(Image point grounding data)
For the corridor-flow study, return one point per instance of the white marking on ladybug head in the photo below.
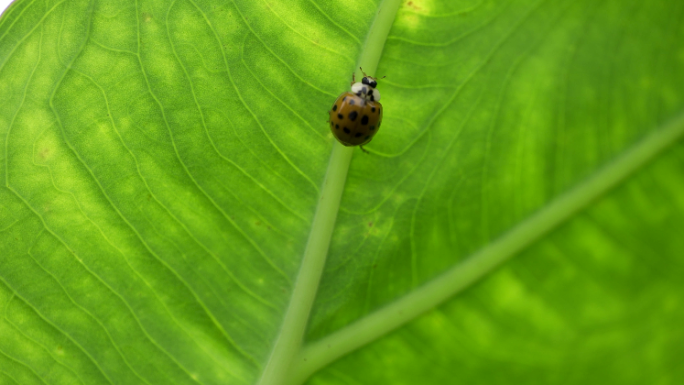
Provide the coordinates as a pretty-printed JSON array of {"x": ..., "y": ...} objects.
[
  {"x": 375, "y": 95},
  {"x": 360, "y": 89}
]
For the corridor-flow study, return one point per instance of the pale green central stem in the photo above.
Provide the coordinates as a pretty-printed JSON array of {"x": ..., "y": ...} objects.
[
  {"x": 289, "y": 341},
  {"x": 288, "y": 344}
]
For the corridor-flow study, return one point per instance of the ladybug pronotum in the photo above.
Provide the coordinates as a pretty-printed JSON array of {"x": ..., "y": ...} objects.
[{"x": 356, "y": 115}]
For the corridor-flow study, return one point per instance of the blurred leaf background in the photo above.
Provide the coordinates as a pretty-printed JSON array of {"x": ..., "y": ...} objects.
[{"x": 161, "y": 162}]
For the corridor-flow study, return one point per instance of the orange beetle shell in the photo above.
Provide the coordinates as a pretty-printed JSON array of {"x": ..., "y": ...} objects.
[{"x": 353, "y": 120}]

[Exercise aim]:
Pull out every line in the data above that has the word "return".

[Solution for this task]:
For the corridor-flow study, return one point per instance of the white marking on ladybug head in the photo below.
For the corridor-flow study, return one point per instance of the pale green central stem in the photo above.
For the corridor-flow study, return one point per instance of the ladybug pronotum in the photo above.
For the corridor-flow study, return one point per instance of the blurred leaf background in the photo above.
For the corridor-flow study, return one point per instance of the orange beetle shell in the photo above.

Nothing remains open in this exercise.